### [ESTRATTO FORNITO]
---
In sintesi c’è l’importanza dell’utilizzo precoce di questi farmaci molto maneggevoli nella pratica clinica con esiti molto favorevoli. “È importante e cruciale la interdisciplinarietà e i percorsi di cura più fluidi – – ha concluso Gerolamo Sibilio -. C’è poi l’aspetto diagnostico: come la Troponina è un segno dell’infarto, il BNP insieme al NT-proBNP (proteina prodotta dal cuore quando eccessivamente affaticato) è un segno dello scompenso”.

Un risultato superiore ai valori di riferimento di questo parametro dunque suggerisce la presenza di scompenso cardiaco o insufficienza cardiaca; tanto maggiore è il valore, tanto più grave è la patologia. Intanto in Campania ci sono 1,5 milioni di cronici over 65 anni (dati Epicentro), le cardiopatie sono il 35% e dunque circa 280.000 pazienti cronici non possono essere sostenuti e l’unica risposta è l’ospedale. I farmaci innovativi servono proprio a evitare questa debacle assistenziale, costosa, inutile e inappropriata.
---
### [ESERCIZI]
(1) Elenca tutti i parametri che l'estratto sullo scompenso cardiaco presenta come segni diagnostici, indicando per ciascuno la condizione a cui è associato.
(2) In base all'estratto sullo scompenso cardiaco, stabilisci se le seguenti affermazioni sono corrette (sì/no) e cita le parole del testo che lo dimostrano.
(a) In Campania i malati cronici con più di 65 anni sono 1,5 milioni.
(b) Le cardiopatie costituiscono la metà dei malati cronici.
(c) Un valore più alto del parametro indica una patologia meno grave.
(3) Scrivi il seguito dell'estratto sullo scompenso cardiaco, partendo dalla sua ultima frase.

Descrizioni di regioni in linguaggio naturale
---
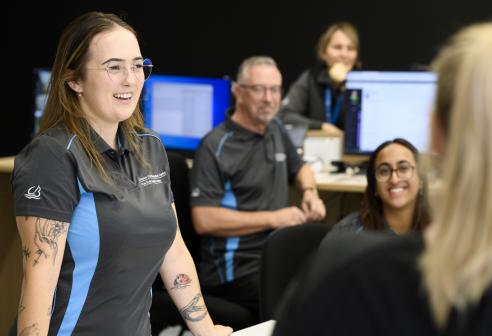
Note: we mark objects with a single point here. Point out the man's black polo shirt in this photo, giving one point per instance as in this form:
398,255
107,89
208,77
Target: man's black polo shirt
118,234
237,169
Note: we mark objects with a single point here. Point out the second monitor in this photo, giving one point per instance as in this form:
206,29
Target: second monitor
383,105
183,109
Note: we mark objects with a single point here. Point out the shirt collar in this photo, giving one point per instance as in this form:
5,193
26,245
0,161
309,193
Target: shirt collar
102,146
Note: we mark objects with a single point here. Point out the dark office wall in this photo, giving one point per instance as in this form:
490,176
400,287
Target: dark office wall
210,39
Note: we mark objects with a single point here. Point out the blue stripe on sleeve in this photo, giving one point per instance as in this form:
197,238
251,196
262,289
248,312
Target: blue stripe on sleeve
83,240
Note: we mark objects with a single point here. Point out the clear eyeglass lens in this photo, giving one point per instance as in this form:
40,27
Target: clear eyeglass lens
141,70
403,171
261,90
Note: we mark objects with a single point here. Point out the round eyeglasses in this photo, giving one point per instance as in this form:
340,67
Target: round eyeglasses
404,171
117,70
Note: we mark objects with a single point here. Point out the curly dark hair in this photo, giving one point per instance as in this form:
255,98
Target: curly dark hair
372,207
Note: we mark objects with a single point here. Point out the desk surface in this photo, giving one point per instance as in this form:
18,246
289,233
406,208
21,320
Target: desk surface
261,329
340,182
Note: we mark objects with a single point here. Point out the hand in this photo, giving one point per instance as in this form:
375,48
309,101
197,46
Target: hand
288,217
338,72
331,129
313,206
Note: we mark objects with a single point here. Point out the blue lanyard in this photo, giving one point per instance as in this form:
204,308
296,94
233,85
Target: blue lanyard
332,115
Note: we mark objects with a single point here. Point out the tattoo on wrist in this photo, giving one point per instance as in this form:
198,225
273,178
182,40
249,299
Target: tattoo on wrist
181,281
32,330
199,312
46,239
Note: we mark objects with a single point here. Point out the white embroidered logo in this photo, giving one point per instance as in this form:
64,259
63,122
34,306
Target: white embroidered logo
195,192
151,179
33,192
280,157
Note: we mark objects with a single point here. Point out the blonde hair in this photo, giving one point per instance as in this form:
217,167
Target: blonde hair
347,28
457,263
62,105
253,61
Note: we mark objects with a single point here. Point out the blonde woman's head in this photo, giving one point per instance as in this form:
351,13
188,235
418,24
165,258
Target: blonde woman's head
457,264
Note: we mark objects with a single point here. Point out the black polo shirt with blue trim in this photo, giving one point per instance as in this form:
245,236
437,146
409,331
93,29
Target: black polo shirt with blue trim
241,170
118,233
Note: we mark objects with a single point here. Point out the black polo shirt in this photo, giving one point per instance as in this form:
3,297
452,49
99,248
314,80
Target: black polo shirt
118,233
241,170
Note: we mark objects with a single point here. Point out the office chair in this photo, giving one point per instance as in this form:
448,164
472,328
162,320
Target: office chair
163,311
284,253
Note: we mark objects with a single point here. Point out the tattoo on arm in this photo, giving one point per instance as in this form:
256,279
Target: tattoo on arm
21,308
32,330
181,281
26,252
46,238
191,308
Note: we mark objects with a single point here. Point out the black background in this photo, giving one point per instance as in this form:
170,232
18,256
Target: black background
209,38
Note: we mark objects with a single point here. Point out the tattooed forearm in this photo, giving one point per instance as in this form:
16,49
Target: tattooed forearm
26,252
21,308
181,281
46,238
191,308
32,330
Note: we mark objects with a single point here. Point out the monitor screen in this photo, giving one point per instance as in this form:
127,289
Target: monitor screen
183,109
40,94
383,105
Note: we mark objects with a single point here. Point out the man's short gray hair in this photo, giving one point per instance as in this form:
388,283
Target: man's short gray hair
252,61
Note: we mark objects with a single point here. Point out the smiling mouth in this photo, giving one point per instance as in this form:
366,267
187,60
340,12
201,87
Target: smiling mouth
123,96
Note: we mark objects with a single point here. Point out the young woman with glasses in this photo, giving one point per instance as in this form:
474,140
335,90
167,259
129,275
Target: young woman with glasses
437,283
93,200
395,199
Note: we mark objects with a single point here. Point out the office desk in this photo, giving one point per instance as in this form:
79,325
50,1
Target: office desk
261,329
340,182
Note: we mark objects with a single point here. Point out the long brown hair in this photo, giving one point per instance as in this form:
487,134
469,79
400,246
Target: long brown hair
62,105
372,206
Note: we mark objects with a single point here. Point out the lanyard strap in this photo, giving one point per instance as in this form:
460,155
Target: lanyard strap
332,114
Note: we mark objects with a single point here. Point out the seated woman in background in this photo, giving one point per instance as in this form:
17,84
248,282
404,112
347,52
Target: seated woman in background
438,283
395,199
316,98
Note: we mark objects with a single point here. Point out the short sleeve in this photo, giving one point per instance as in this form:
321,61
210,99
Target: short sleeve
207,180
44,181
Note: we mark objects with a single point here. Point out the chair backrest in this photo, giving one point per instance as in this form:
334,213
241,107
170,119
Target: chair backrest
284,253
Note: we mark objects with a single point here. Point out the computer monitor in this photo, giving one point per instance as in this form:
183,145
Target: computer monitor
183,109
383,105
42,78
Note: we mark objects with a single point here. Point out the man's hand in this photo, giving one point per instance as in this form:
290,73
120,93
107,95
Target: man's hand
312,205
288,217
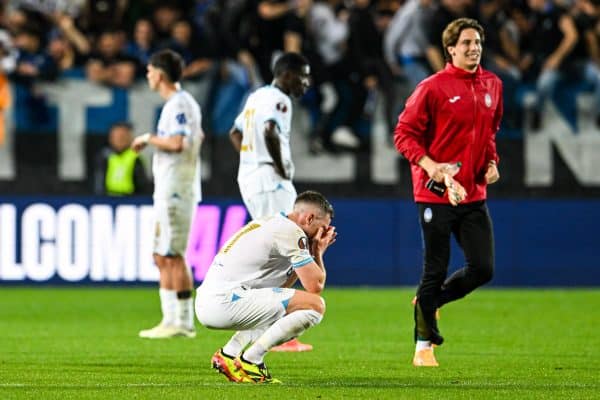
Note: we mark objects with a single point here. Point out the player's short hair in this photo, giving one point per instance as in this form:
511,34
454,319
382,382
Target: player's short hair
289,62
170,62
453,30
122,124
317,199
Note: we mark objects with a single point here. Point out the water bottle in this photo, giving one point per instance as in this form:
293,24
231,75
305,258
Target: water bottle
439,188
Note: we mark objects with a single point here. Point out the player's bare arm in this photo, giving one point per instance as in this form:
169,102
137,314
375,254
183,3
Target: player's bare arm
235,136
274,147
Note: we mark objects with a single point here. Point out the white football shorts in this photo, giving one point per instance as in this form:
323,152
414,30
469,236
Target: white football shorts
264,204
173,220
241,309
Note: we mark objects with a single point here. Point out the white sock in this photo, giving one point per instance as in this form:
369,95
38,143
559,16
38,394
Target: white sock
422,344
290,326
184,312
168,300
240,340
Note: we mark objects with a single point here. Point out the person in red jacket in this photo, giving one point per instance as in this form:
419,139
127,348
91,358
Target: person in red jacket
451,120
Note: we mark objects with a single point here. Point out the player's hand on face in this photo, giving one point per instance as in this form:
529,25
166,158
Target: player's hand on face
492,175
323,239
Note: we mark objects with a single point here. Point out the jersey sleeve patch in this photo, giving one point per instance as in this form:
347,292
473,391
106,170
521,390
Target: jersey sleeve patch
302,263
181,119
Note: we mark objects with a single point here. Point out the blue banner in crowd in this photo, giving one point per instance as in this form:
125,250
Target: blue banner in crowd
108,241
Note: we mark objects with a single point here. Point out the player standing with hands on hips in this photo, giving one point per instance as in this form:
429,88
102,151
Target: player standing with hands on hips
176,169
261,134
452,117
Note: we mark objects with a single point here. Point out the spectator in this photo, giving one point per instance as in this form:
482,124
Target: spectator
142,45
99,15
192,48
552,40
7,65
586,57
406,41
164,17
109,65
32,62
119,170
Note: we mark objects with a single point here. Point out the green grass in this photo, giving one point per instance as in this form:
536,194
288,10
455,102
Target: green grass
65,343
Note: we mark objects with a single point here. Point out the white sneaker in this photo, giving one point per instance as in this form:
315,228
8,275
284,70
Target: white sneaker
167,331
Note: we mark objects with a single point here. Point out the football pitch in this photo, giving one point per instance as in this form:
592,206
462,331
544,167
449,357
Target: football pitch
81,343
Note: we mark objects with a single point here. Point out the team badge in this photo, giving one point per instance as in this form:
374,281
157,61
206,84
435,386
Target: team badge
488,100
427,214
281,107
181,118
303,243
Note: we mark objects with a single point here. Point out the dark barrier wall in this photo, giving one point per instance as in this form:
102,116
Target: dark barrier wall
50,147
99,240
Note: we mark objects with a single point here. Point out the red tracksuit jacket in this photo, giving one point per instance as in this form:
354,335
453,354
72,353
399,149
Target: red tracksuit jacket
452,116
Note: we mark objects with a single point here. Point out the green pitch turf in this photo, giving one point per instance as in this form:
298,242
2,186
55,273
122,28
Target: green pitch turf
81,343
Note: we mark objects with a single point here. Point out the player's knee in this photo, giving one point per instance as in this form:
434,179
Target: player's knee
313,318
319,305
485,273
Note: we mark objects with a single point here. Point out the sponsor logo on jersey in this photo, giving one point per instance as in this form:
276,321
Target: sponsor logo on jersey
180,118
488,100
427,215
281,107
303,243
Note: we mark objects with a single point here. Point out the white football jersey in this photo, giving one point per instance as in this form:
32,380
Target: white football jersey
265,104
179,173
260,255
---
### [SOLUZIONI DEGLI ESERCIZI]
(1)
- Troponina: infarto
- BNP: scompenso
- NT-proBNP: scompenso

(2)
(a) Sì: "in Campania ci sono 1,5 milioni di cronici over 65 anni"
(b) No: "le cardiopatie sono il 35%"
(c) No: "tanto maggiore è il valore, tanto più grave è la patologia"

(3)
Secondo Ada Maffettone, presidente eletto FADOI-Federazione delle associazioni dei dirigenti ospedalieri internisti, lo scompenso, considerato una malattia cronica come il diabete, e dunque di competenza territoriale, entra troppo spesso nell’alveo delle cure ospedaliere: “Il primo Drg ospedaliero delle Medicine interne è il n.127 che riguarda proprio lo scompenso. In Italia ci sono 1.052 Medicine interne, 52 in Campania, e in Medicina interna vediamo la maggior parte dei pazienti perché abbiamo più posti letto, il 15% circa e il 16% dei ricoveri acuti arrivano in Medicina interna. Il paziente scompensato arriva in ospedale ma non vuole venire e si crea un corto circuito. I diabetici e gli scompensati sono il 17% dei nostri pazienti ma non dovrebbero proprio arrivare in ospedale. Dal nuovo decreto 77 di riordino del territorio mi aspetto tantissimo ma qual è l’attuabilità?”.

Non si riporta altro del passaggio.